■ **Work to be completed**
Copy the items word for word, beginning at the line that has "Expected behavior: point out the khaki" and stopping after the last line of the items. Leave the pictures out of your copy.
====== Entries
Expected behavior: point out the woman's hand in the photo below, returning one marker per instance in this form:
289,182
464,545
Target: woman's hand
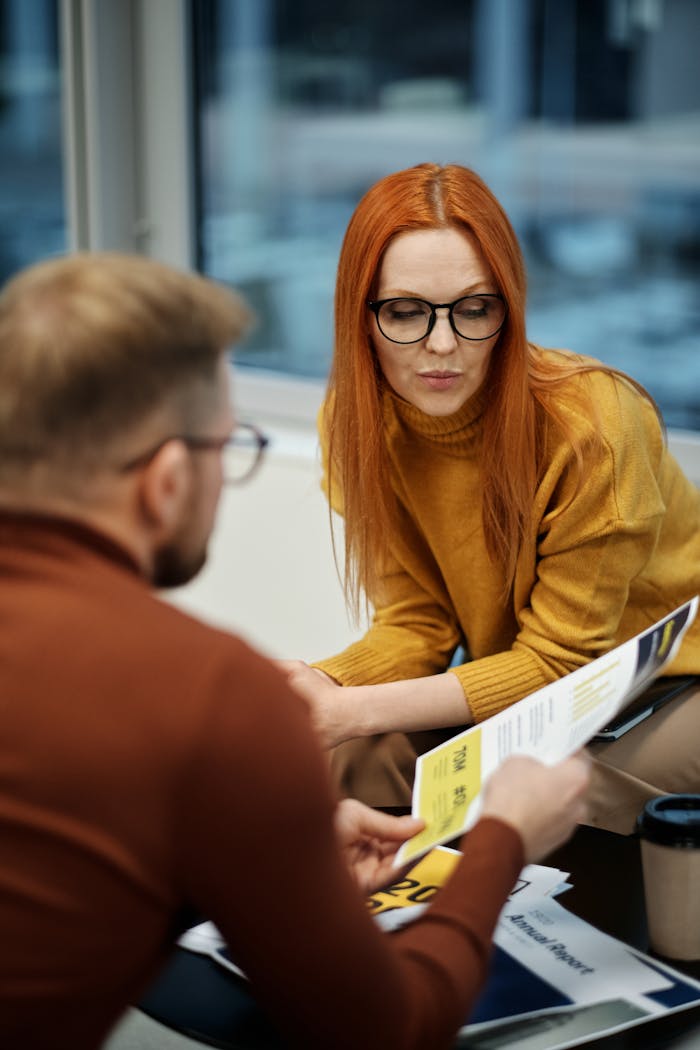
325,698
368,840
544,803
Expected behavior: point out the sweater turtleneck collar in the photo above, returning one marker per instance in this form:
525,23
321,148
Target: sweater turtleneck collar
457,432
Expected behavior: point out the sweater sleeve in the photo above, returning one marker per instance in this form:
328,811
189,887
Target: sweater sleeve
594,534
257,855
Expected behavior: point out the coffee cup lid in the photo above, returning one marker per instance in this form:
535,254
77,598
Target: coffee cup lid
672,820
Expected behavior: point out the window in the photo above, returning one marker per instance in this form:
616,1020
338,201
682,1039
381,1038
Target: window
584,118
32,210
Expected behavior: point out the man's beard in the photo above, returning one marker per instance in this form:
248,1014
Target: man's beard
172,568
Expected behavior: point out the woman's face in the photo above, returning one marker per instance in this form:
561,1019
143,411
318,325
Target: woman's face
440,373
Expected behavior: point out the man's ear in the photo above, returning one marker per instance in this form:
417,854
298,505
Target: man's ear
165,486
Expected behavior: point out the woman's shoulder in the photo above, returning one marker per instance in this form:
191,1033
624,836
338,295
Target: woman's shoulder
587,391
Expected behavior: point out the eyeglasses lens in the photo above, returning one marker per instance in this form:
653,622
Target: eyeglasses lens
242,455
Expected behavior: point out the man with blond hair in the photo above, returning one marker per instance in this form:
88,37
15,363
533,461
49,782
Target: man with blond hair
151,764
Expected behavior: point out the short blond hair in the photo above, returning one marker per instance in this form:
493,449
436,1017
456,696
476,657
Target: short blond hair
92,344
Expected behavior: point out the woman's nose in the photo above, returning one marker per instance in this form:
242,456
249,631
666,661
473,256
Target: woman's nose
443,338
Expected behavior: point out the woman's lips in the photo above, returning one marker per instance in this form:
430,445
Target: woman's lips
440,380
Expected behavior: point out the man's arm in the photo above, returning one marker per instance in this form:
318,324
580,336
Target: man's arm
258,855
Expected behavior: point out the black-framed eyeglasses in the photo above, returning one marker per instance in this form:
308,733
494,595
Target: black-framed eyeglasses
244,452
471,317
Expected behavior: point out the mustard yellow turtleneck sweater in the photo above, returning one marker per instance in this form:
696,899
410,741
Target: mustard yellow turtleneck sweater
622,553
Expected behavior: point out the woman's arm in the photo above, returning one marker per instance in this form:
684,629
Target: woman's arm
340,713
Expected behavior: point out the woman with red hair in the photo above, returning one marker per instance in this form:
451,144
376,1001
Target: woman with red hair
514,504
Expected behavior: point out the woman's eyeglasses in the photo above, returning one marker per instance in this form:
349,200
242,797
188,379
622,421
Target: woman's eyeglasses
471,317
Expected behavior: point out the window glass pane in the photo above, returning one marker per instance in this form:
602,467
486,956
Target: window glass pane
584,119
32,208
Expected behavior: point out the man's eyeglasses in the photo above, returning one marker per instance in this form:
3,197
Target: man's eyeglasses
244,452
471,317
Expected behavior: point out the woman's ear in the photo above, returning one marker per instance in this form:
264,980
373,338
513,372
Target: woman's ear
165,486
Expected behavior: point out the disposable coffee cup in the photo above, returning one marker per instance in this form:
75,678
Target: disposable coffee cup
670,834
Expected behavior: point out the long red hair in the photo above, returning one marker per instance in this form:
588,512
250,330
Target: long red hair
520,381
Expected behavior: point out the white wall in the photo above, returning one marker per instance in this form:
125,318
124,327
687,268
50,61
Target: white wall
271,574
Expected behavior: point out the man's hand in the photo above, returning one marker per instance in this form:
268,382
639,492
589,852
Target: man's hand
544,803
325,699
368,840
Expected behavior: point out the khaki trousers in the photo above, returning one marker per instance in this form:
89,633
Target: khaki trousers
660,756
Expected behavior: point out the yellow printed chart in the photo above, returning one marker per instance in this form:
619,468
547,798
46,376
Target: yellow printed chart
419,885
450,779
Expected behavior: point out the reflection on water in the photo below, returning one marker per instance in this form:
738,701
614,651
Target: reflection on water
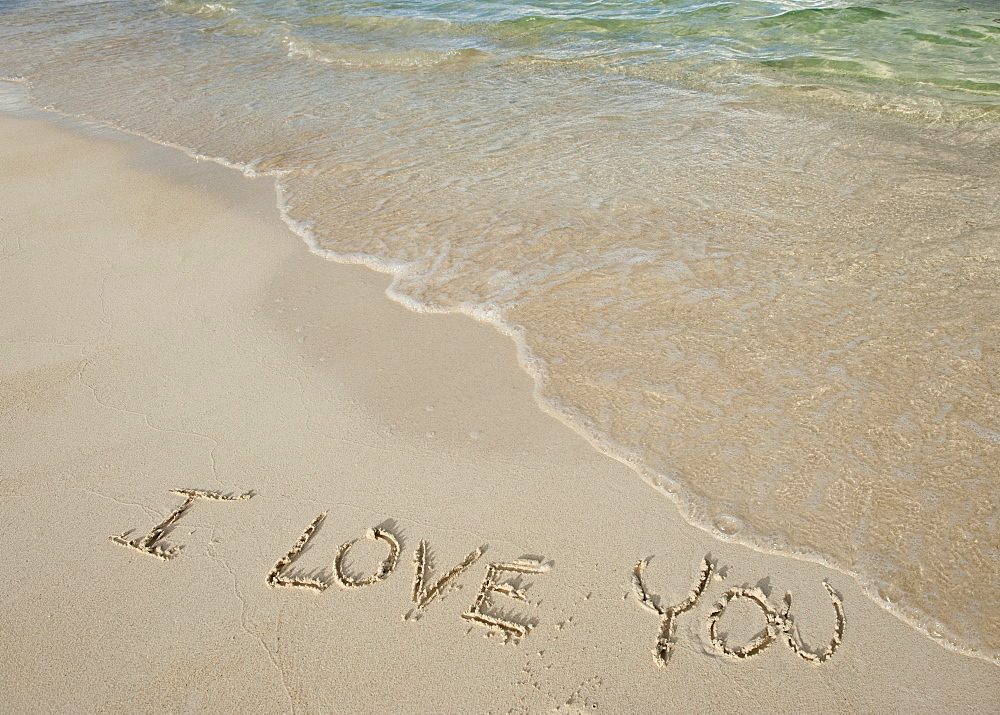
============
■ **Expected answer**
Expected behavior: point out the khaki trousers in the photo above, returning one marker per instance in this form:
89,633
Target: khaki trousers
660,756
Expected behavior: point out the yellow printed chart in the photo above, returning one marker per instance in this form:
619,468
547,798
46,376
Target: yellow printed chart
419,885
450,779
Expected behavior: point out the reflection on water in the photo below, returning one marker per instance in this form:
738,701
614,651
Target: reflection on water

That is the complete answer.